* _Exercise_
Present the rows that open with the one containing "# Run detection on image for the rough" and close with the one containing "[711,449,1000,548]", both included, as a Markdown table with columns Row number and Row text, numbering each row and omitting blank lines.
###
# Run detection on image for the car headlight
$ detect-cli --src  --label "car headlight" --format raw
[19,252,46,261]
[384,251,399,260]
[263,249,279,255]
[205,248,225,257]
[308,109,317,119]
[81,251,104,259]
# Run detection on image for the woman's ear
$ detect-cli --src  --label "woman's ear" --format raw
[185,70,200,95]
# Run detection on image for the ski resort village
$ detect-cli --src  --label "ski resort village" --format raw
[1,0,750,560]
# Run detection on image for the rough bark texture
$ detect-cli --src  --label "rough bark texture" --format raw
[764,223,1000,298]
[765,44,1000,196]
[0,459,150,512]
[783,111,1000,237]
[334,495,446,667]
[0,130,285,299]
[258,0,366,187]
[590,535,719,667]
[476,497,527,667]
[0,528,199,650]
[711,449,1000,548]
###
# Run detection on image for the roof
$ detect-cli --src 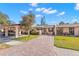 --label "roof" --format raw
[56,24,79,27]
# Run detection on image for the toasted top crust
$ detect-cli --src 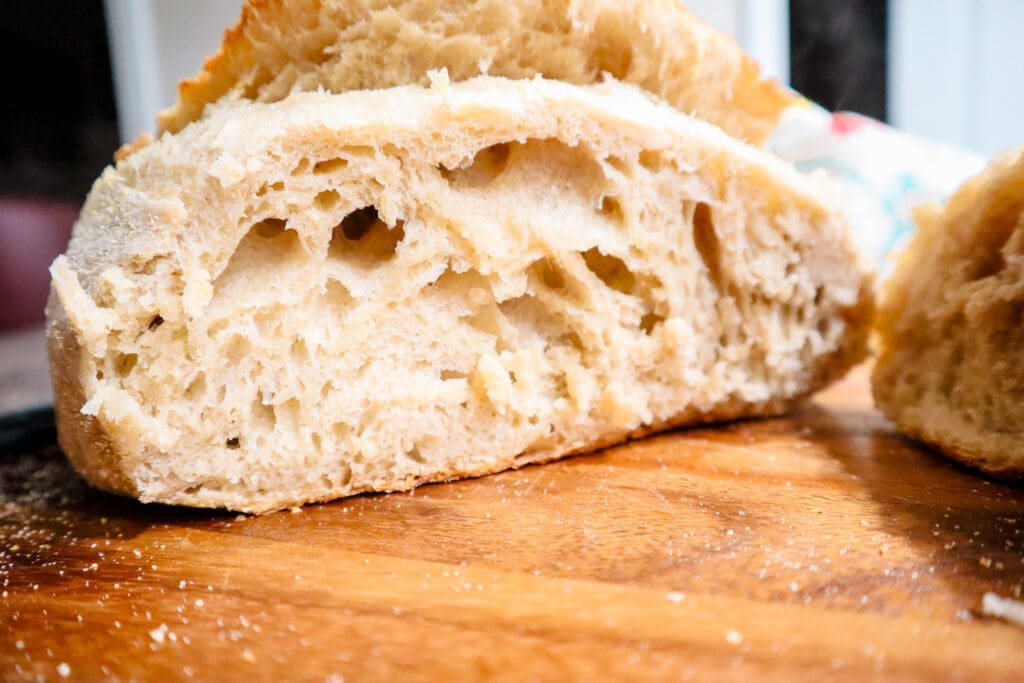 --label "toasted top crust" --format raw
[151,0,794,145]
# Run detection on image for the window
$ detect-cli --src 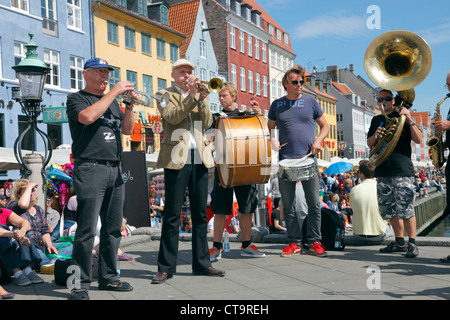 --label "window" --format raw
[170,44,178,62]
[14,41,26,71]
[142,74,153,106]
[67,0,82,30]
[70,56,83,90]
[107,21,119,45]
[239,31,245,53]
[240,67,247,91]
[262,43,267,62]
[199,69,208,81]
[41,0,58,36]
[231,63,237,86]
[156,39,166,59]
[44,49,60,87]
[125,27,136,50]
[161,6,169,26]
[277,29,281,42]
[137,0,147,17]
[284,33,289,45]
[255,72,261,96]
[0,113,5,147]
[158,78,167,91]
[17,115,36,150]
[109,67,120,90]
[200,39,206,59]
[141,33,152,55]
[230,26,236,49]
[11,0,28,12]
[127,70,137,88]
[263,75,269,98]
###
* _Result below_
| Row number | Row text |
|---|---|
| 1 | # Run detection on image for the rough bark texture |
| 2 | $ detect-cli --src  --label "rough bark texture" --format raw |
| 3 | [764,223,1000,298] |
| 4 | [765,44,1000,196] |
| 5 | [0,459,150,512] |
| 6 | [783,111,1000,237] |
| 7 | [334,495,446,667] |
| 8 | [0,130,285,299] |
| 9 | [258,0,366,187] |
| 10 | [590,535,719,667] |
| 11 | [476,497,527,667] |
| 12 | [0,528,199,650] |
| 13 | [711,449,1000,548] |